However, there are important link parameters other than link speed/pure bandwidth, so there may be differences. First, latency on fiber can be better than on copper depending on the line encoding - fiber requires much less elaborate encoding (see below) than e.g. xDSL. However, lower latency doesn't make the fiber faster but sensitive applications may respond faster.

Second, fiber's scalability is much better - in the future, you can just call your provider and order more speed. Speed on copper may be very limited, depending on the line length and quality. Speed on fiber is practically limited by your budget only.

Third, reliability or packet loss ratio is usually much better on fiber than on copper. Copper is generally susceptible to EMI (depending on cable type, cable quality, link length, and environment) while fiber is practically immune.

EDIT: in regard to "elaborate coding":

Fiber commonly uses 8b/10b line code with 20% line/bandwidth overhead, or 64b/66b line code with 3% overhead, but next to no time overhead or delay (less than a microsecond).

■ Challenge
Please reproduce everything from "However, there are" down to "may respond faster." in the passage on fiber versus copper links, word for word. The material that comes next has no connection to the fiber and copper passage.

■ Entries

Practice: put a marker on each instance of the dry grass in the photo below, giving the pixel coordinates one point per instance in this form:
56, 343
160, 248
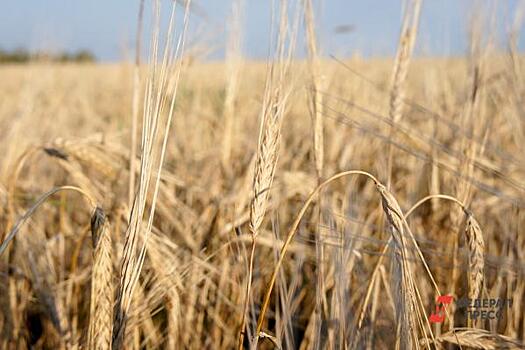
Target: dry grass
237, 212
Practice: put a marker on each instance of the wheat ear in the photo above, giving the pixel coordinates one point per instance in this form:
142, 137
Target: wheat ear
476, 249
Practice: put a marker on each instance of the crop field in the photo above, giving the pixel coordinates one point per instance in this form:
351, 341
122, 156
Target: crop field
292, 203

■ Expected answer
However, there are important link parameters other than link speed/pure bandwidth, so there may be differences. First, latency on fiber can be better than on copper depending on the line encoding - fiber requires much less elaborate encoding (see below) than e.g. xDSL. However, lower latency doesn't make the fiber faster but sensitive applications may respond faster.